**Extracted entries:**
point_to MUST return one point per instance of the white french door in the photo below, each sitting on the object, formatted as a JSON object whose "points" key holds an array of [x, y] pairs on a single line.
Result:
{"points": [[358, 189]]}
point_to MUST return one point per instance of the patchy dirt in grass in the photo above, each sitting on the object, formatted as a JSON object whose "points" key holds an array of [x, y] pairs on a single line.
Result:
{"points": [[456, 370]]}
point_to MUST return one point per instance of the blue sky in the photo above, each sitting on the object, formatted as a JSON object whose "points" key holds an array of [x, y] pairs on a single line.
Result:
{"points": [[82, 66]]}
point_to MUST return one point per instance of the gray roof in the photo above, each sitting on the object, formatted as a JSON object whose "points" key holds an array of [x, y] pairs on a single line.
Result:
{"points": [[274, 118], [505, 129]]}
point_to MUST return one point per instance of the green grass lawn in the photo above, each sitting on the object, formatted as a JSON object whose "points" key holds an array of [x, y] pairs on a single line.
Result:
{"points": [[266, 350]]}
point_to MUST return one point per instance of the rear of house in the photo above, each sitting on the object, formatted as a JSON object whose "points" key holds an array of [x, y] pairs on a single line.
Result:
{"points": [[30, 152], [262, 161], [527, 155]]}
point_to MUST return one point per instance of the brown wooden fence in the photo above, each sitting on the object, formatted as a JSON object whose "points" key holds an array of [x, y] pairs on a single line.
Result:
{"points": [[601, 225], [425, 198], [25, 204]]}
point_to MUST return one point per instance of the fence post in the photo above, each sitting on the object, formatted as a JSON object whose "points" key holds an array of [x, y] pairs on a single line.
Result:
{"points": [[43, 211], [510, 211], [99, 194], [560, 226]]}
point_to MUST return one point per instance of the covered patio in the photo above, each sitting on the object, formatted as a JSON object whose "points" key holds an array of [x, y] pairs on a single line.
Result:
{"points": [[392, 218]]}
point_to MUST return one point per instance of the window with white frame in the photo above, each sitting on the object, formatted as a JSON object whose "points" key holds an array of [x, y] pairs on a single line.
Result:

**Task to complete:**
Could you reproduce every item above word for word, in the same order?

**Answer for this exercise:**
point_to MUST return one point per instance of the white french door in the photo below, each sitting on the object, formatted as a JSON object whose "points" key holds an array of [x, y] pairs on a single line.
Result:
{"points": [[358, 189]]}
point_to MUST return one point per instance of the patchy dirt in grass in the photo above, each sitting on the object, formatted as a JSON object whose "points" key holds an array of [x, y] pairs on a single line.
Result:
{"points": [[456, 370]]}
point_to MUST return one point per instance of the blue sky in the photo above, each sitting on the object, formatted as a JSON object whose "points" key holds an array of [x, y] pairs on a single line.
Result:
{"points": [[82, 66]]}
point_to MUST return one point per instance of the gray roof in the photo above, each sitting on the object, formatted as a JSON object whose "points" key holds an array of [x, y] pairs on a single line.
Result:
{"points": [[274, 118], [505, 129]]}
point_to MUST return one point per instance of the green grass lawn in the photo above, each sitting on the object, formatted as a JSON object whose "points" key holds an array of [x, y] pairs on a single line.
Result:
{"points": [[266, 350]]}
point_to MUST return one point per instance of the rear of house in the photo above, each sitting on the object, formatted as a JSON object whose "points" key holds an array of [x, y] pairs on a single line.
Result:
{"points": [[30, 152], [262, 161], [527, 155]]}
point_to MUST return one point per instance of the brown wooden fence in the photo above, each sitting on the object, formatted as a JSON object whose "points" key holds an array of [x, y] pairs on a single line.
Result:
{"points": [[601, 225], [425, 198], [25, 204]]}
point_to MUST return one point per instance of the fence post in the photo above, each sitting on the object, formatted as a JSON object whose "points" key holds an array of [x, y] pairs on a single line.
Result:
{"points": [[43, 211], [510, 211], [99, 194], [560, 226]]}
point_to MUST return one point per instance of the covered patio in the photo above, each sitting on the object, formatted as a JSON object whose "points" key holds an array of [x, y] pairs on a single line.
Result:
{"points": [[392, 218]]}
point_to MUST return one point per instance of the window with white frame in the photo above, each sitting on the object, formatted as a JSON object whose "points" key holds an array of [x, y] pairs on a single line.
Result:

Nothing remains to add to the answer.